▶ What this task involves
From the line with "Target: half-timbered cottage" through the line with "Exercise. Pick out the wooden door", repeat the entries verbatim, both end lines included, and add nothing.

▶ Records to process
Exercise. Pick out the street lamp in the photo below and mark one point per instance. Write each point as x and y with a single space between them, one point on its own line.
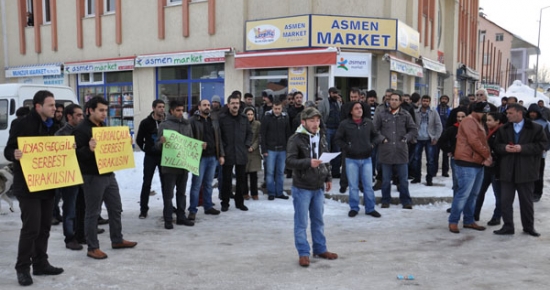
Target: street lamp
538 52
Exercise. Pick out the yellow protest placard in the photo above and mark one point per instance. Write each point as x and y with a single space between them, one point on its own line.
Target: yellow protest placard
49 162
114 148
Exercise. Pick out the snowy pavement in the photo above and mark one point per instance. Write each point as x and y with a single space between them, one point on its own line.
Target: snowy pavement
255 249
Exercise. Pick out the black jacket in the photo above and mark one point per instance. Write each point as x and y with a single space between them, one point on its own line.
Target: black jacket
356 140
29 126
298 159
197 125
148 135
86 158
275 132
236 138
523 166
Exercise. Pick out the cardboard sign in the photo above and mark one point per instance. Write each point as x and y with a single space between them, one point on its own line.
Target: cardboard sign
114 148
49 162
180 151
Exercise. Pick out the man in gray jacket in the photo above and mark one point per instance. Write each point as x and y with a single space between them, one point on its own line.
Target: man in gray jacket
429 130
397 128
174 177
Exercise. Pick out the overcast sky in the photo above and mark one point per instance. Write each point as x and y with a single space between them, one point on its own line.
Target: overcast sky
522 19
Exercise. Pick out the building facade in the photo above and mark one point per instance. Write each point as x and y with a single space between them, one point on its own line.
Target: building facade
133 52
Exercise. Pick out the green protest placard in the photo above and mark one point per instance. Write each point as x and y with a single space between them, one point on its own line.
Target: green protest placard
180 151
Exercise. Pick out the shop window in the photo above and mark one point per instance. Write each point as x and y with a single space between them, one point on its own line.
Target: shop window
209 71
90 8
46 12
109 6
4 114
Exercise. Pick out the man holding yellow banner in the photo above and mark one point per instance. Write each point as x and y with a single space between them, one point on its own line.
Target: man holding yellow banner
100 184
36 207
--
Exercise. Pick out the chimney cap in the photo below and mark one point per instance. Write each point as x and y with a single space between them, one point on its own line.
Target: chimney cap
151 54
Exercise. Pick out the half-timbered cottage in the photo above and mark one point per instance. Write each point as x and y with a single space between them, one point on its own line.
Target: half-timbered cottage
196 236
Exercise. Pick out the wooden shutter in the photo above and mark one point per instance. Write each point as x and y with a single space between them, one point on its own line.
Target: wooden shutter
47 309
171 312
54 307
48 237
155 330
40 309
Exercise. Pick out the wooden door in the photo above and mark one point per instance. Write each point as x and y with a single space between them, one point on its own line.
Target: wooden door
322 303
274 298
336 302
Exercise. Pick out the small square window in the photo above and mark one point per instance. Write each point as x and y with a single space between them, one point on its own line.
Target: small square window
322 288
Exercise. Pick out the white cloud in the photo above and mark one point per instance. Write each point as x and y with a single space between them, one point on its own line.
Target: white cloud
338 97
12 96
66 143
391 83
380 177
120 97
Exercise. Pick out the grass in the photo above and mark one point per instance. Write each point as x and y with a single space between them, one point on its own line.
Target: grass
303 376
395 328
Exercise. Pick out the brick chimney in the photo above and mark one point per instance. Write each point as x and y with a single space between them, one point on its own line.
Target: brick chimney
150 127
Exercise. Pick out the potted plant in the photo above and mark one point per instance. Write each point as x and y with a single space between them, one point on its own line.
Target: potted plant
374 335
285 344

▶ Your response
Target: half-timbered cottage
196 236
Exercise. Pick out the wooden shutter in the photo above and mark one point per instance. Write each point as x and y with a single space between them, one point on its own line.
Target: wooden shutter
47 309
171 312
54 307
48 237
155 330
40 309
Exercise. Pick out the wooden door in the photo above and mark one point per instance. Write each point as x and y with a single space between them, one point on its own line.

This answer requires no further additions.